What the task requires: Return every line of the material below that contains the string “curved”. Matching is case-sensitive.

Material for the task:
*****
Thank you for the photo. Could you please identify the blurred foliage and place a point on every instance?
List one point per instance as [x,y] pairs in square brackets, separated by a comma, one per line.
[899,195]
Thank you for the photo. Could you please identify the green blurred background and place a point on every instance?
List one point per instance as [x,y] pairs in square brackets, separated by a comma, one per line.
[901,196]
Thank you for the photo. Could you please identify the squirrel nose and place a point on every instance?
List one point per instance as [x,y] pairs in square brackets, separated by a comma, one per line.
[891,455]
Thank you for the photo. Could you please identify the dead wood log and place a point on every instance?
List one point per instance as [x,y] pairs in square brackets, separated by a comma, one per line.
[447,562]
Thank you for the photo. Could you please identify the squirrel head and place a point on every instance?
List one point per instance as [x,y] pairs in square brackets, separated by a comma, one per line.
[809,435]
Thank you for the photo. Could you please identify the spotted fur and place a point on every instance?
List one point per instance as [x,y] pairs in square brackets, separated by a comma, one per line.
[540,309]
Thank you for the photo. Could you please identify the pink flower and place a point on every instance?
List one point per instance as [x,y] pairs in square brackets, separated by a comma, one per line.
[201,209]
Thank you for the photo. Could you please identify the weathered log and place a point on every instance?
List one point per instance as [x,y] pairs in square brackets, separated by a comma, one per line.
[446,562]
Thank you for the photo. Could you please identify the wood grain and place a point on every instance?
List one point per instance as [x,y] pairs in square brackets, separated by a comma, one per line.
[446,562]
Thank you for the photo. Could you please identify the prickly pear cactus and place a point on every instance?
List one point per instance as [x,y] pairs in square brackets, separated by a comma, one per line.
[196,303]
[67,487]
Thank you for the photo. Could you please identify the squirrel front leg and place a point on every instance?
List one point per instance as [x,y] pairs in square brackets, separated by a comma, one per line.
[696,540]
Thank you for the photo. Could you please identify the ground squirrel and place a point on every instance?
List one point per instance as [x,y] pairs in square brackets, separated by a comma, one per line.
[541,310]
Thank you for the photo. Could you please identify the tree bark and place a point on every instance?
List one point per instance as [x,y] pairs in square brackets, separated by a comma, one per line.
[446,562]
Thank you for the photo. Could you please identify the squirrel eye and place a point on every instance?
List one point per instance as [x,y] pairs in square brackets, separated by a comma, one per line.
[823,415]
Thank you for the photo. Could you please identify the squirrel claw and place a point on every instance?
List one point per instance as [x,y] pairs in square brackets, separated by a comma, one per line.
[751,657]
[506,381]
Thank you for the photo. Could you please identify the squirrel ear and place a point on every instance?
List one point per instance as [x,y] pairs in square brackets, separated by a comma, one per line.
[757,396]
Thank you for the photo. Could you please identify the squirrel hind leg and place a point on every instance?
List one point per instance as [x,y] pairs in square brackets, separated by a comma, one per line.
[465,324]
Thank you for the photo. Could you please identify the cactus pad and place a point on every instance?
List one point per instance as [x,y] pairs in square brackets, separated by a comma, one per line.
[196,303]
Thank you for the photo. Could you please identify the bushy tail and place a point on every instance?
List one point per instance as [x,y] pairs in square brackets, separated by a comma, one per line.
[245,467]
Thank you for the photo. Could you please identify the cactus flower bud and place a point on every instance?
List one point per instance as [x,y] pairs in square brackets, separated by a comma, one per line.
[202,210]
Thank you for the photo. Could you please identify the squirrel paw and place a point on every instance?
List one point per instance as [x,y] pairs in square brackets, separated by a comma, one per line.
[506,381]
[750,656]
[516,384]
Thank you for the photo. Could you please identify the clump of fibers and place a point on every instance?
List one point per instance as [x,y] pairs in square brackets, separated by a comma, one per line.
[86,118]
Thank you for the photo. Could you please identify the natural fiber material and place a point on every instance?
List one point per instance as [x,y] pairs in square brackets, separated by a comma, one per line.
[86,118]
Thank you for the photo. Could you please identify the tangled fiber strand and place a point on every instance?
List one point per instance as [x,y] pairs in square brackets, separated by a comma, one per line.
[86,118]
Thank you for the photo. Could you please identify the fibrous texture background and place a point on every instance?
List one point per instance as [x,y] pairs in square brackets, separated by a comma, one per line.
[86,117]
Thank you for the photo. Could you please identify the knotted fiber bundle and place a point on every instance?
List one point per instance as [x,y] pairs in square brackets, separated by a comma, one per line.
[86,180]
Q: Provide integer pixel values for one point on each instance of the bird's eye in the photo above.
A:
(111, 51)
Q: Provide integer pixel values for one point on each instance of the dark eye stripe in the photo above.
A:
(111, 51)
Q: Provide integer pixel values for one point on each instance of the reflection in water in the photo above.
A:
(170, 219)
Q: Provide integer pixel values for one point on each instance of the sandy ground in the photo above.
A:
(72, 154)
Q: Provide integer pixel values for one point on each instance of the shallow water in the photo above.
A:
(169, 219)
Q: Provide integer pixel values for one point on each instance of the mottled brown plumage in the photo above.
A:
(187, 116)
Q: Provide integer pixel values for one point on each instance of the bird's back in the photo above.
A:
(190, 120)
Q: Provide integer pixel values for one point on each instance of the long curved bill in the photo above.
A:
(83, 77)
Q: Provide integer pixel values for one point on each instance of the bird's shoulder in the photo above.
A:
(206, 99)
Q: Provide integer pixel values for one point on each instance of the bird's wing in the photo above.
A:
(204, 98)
*****
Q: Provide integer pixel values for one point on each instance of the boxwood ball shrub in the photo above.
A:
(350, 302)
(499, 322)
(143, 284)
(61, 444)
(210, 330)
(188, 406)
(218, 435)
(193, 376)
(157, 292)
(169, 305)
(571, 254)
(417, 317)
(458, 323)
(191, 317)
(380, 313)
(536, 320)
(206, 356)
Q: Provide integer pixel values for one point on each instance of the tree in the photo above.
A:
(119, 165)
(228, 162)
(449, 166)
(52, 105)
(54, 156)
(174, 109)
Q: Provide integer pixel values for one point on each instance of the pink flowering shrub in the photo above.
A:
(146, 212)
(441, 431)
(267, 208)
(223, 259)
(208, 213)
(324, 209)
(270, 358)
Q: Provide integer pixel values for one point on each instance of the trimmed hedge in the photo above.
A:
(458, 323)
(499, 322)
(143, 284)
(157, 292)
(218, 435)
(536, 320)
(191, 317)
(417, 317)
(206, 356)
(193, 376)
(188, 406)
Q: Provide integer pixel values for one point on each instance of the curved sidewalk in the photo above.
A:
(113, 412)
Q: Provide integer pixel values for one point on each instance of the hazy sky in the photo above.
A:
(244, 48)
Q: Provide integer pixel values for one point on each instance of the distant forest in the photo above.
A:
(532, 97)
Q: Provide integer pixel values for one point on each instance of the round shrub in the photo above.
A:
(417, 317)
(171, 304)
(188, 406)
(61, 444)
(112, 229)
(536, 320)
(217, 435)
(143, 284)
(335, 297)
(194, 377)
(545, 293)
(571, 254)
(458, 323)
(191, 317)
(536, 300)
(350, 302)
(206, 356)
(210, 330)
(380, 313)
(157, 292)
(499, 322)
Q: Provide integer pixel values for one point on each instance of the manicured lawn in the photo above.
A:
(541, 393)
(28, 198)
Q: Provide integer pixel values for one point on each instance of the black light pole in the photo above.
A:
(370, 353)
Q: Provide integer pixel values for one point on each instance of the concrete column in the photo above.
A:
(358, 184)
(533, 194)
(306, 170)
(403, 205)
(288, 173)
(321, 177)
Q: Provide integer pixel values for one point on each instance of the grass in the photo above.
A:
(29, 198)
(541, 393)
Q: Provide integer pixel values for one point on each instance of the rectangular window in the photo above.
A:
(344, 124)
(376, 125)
*****
Result of the task:
Q: Provide integer pixel values for one point on each instance of the long curved bill in the photo above.
Q: Provide integer pixel values for one point on each instance of the curved sidewalk in the photo above.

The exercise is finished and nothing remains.